Document excerpt >>
<<<<

Roger Kornberg has published well over 200 research papers, including at least 70 that include transcription in the article title (Science Citation Index, search kornberg rd as author and transcription as topic, limited to title). His papers include many published in Nature, Science, Cell, PNAS, Biochemistry, and dozens of other prestigious journals. All together, his articles have been cited by thousands of other researchers. See these records in SCI, for example:

Cramer P, Bushnell DA, Kornberg RD
Structural basis of transcription: RNA polymerase II at 2.8 angstrom ngstrom resolution.
SCIENCE 292 (5523): 1863-1876 JUN 8 2001

Gnatt AL, Cramer P, Fu JH, et al.
Structural basis of transcription: An RNA polymerase II elongation complex at 3.3 angstrom resolution,
SCIENCE 292 (5523): 1876-1882 JUN 8 2001
An image from the paper co-authored with Gnatt, et al., was adapted for the cover of that issue of Science (shown above).

Tuesday, October 03, 2006

Physics Nobel Prize for Cosmology Based on COBE (Cosmic Background Explorer)

From the Nobel Prize Web site:

The Royal Swedish Academy of Sciences has awarded the 2006 Nobel Prize in Physics jointly to John C. Mather, NASA Goddard Space Flight Center, Greenbelt, MD, USA, and George F. Smoot, University of California, Berkeley, CA, USA, for their discovery of the blackbody form and anisotropy of the cosmic microwave background radiation.

Image: NASA (

"Their work looks back into the infancy of the Universe and attempts to gain some understanding of the origin of galaxies and stars. It is based on measurements made with the help of the COBE satellite launched by NASA in 1989.

>>>>

Study material >>
<<<<

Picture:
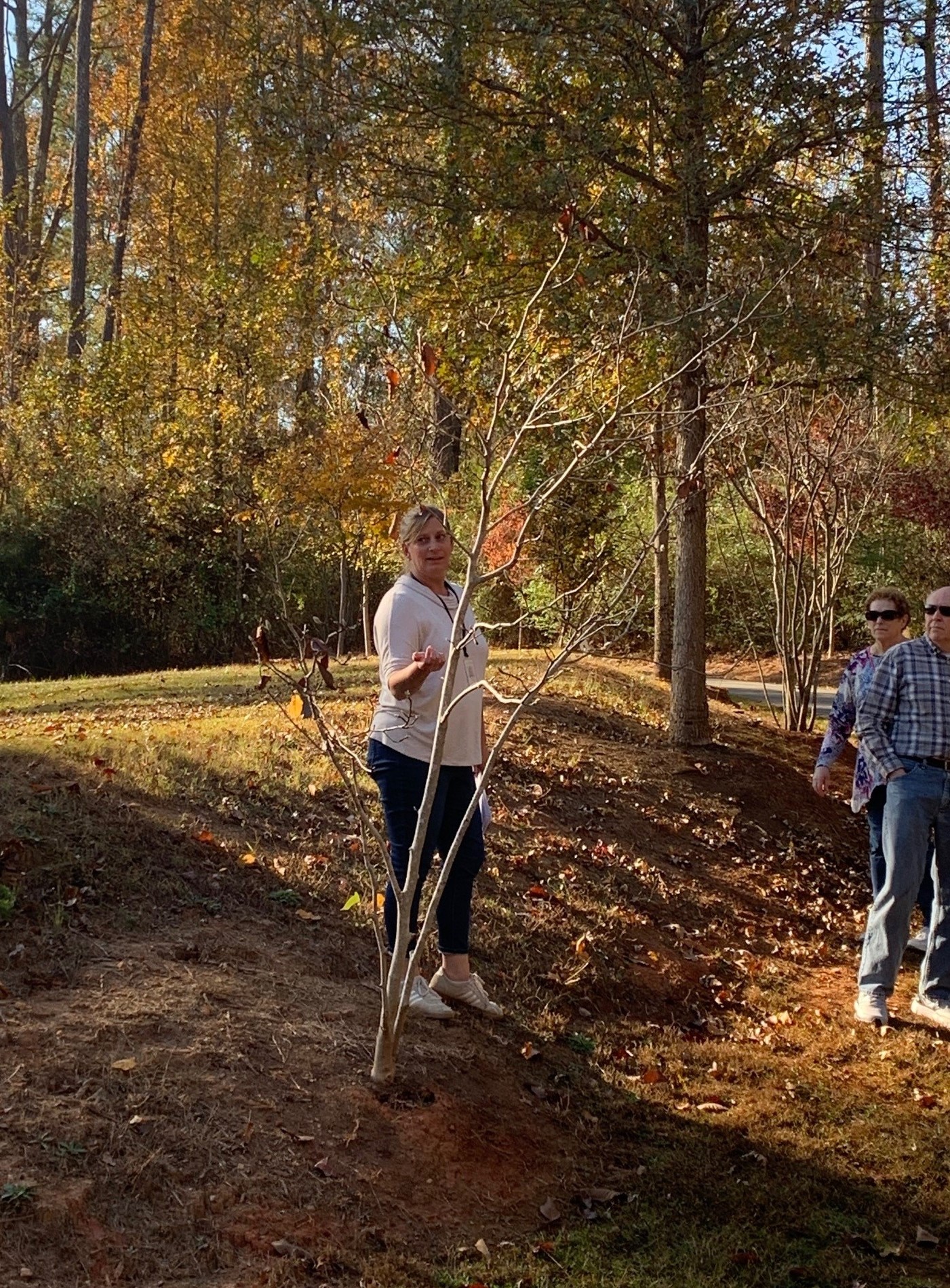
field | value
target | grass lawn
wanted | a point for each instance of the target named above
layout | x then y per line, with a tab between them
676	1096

>>>>
<<<<

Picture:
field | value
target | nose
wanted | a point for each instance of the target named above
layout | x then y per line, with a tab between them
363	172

>>>>

Goal of the exercise >>
Please carry on the Nobel Prize text from the point where it stops.

Result >>
"The COBE results provided increased support for the Big Bang scenario for the origin of the Universe, as this is the only scenario that predicts the kind of cosmic microwave background radiation measured by COBE. These measurements also marked the inception of cosmology as a precise science."

An author search on Mather JC and Smoot GF in Science Citation Index (SCI) results in 17 papers, including Scientific results from the cosmic background explorer (COBE), co-authored with 11 others and published in Proceedings of the National Academy of Sciences 90 (11): 4766-4773 JUN 1 1993.

A later paper, Measurement of the cosmic microwave background spectrum by the COBE FIRAS instrument, coauthored with 21 others and cited 282 times, was published in Astrophysical Journal 420 (2): 439-444 Part 1, JAN 10 1994. It is available in the science library journal stacks.

For a brief introduction to COBE measurements, consult A century of physics by D. Allan Bromley, pp. 103-104. John D. Barrow's book, A history of the universe, provides a more indepth discussion of COBE and the big bang theory.

Monday, October 02, 2006

Andrew Fire and Craig Mello Win Nobel for RNA Interference Discovery

AP Photo/Michael Probst

From National Public Radio:
Americans Win Nobel for Work in Genetic Therapy
This year's Nobel Prize in Physiology or Medicine goes to two American researchers, Andrew Fire of Stanford University and Craig Mello of the University of Massachusetts. The pair discovered how to selectively silence genes that cause disease.
Their work was published in Nature in 1998:
Potent and specific genetic interference by double-stranded RNA in Caenorhabditis elegans, by Fire A, Xu SQ, Montgomery MK, Kostas SA, Driver SE, Mello CC. NATURE 391 (6669): 806-811 FEB 19 1998

As of October 2, 2006, this paper has been cited at least 2,503 times, as per Science Citation Index (SCI). A quick search on "rna interference" or rnai resulted in 7,591 records in SCI and 8,428 records in PubMed.

A more recent paper by Mello coauthored with G. Hutvagner and others [Sequence-specific inhibition of small RNA function] appeared in the open access journal PLoS Biology (Public Library of Science) in 2004. It has already been cited at least 72 times.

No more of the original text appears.